Pick out each line of the items below that contains the word "above".

◇ ◇ ◇ ◇ ◇ ◇ ◇

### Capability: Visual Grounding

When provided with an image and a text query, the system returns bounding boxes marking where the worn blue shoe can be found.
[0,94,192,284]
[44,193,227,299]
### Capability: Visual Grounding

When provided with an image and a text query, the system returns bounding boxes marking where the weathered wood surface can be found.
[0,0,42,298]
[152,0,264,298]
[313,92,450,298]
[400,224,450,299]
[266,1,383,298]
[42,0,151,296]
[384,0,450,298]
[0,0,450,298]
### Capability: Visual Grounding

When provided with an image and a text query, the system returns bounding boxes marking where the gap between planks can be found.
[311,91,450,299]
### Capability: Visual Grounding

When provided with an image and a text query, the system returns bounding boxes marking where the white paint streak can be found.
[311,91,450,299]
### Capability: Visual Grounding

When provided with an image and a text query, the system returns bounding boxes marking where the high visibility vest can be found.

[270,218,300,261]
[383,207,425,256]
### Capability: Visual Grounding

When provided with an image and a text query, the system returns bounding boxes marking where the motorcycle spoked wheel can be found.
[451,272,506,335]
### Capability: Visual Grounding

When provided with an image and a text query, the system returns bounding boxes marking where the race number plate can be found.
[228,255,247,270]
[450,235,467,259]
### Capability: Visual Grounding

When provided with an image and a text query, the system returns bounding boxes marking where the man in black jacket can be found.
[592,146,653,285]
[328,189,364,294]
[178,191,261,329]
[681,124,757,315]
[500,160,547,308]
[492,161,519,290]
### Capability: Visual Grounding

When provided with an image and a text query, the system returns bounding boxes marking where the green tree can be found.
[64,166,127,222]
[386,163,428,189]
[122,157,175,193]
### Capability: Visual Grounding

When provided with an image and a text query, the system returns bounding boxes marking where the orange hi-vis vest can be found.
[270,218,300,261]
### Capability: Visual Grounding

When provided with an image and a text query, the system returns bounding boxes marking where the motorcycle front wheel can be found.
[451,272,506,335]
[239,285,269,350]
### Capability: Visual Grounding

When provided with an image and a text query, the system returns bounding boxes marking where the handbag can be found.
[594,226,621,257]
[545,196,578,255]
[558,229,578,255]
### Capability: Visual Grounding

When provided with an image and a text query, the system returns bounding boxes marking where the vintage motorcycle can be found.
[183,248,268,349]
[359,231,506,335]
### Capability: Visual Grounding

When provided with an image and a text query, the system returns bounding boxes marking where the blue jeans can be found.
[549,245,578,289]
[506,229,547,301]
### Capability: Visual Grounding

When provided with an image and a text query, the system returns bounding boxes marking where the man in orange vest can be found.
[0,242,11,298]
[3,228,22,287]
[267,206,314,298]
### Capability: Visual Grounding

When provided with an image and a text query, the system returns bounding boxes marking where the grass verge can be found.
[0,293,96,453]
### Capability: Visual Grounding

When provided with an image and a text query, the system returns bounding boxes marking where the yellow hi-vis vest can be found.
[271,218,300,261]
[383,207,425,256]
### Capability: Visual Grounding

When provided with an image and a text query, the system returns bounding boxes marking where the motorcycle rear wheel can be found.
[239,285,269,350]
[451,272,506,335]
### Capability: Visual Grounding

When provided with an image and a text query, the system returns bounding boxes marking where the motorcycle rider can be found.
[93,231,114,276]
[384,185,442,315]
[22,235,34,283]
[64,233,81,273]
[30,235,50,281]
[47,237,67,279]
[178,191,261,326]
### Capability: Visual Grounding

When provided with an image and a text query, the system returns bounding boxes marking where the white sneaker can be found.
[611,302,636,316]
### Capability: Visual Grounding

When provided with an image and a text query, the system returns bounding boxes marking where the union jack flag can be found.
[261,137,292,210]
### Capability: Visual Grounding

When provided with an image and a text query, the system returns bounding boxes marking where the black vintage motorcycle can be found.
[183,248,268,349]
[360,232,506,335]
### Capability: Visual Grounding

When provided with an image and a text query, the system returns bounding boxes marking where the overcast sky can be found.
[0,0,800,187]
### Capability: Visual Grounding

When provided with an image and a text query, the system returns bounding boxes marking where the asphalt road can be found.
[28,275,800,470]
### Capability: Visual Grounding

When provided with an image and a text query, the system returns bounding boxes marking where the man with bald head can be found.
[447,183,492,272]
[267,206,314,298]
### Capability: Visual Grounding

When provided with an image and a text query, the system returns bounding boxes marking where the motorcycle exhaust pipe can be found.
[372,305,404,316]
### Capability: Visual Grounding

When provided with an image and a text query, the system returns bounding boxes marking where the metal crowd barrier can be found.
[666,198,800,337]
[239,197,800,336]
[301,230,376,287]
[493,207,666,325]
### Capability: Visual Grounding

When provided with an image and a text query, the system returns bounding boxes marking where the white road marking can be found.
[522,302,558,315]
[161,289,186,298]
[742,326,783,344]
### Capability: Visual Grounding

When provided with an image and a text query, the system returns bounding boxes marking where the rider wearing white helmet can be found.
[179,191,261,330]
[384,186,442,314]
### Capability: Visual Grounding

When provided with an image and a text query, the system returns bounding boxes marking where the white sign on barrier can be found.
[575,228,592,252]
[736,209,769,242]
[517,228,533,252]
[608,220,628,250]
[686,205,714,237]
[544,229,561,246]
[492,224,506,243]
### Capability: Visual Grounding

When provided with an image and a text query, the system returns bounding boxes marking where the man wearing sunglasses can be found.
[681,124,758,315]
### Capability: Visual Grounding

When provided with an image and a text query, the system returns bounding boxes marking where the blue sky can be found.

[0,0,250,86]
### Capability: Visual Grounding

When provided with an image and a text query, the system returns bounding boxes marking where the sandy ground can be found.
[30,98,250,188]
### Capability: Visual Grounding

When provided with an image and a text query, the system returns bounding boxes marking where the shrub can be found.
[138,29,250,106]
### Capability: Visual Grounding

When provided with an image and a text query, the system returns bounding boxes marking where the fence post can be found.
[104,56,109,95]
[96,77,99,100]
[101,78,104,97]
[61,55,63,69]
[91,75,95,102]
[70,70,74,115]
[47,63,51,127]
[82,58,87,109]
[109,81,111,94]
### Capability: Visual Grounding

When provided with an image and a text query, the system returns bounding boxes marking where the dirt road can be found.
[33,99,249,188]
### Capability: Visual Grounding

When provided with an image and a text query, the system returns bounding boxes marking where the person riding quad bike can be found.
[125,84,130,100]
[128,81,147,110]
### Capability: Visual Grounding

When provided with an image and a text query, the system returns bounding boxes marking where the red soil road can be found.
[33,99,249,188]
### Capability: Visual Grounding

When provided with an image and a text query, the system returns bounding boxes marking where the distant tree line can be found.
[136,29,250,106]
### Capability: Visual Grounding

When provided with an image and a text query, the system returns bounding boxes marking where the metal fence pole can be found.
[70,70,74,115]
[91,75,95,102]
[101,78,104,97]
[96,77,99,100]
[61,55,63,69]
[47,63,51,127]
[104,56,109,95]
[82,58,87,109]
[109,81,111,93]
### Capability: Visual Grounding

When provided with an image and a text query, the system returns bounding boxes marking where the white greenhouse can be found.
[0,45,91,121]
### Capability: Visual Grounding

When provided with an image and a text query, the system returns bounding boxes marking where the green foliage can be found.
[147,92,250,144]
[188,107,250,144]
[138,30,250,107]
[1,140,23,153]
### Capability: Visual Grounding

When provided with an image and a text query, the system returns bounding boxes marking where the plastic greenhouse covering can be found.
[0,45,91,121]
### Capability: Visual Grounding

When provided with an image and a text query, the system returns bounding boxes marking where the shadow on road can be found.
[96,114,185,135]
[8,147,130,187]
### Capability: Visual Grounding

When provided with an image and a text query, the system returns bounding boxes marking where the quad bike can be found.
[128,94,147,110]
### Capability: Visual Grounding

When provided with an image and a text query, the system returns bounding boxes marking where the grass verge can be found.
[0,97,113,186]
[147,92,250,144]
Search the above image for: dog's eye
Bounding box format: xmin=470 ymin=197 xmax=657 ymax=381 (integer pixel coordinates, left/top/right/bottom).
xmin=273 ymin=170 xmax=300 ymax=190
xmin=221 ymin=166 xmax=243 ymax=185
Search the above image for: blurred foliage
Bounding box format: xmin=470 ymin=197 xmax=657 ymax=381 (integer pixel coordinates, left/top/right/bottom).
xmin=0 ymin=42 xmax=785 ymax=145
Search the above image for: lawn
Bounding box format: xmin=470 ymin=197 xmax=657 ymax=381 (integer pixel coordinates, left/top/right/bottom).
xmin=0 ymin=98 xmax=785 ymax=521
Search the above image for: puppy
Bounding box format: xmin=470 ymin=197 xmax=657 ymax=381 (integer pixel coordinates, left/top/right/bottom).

◇ ◇ ◇ ◇ ◇ ◇ ◇

**Exercise output:**
Search the above image for: dog's eye
Search the above image for: blurred foliage
Search the above image for: lawn
Search the above image for: puppy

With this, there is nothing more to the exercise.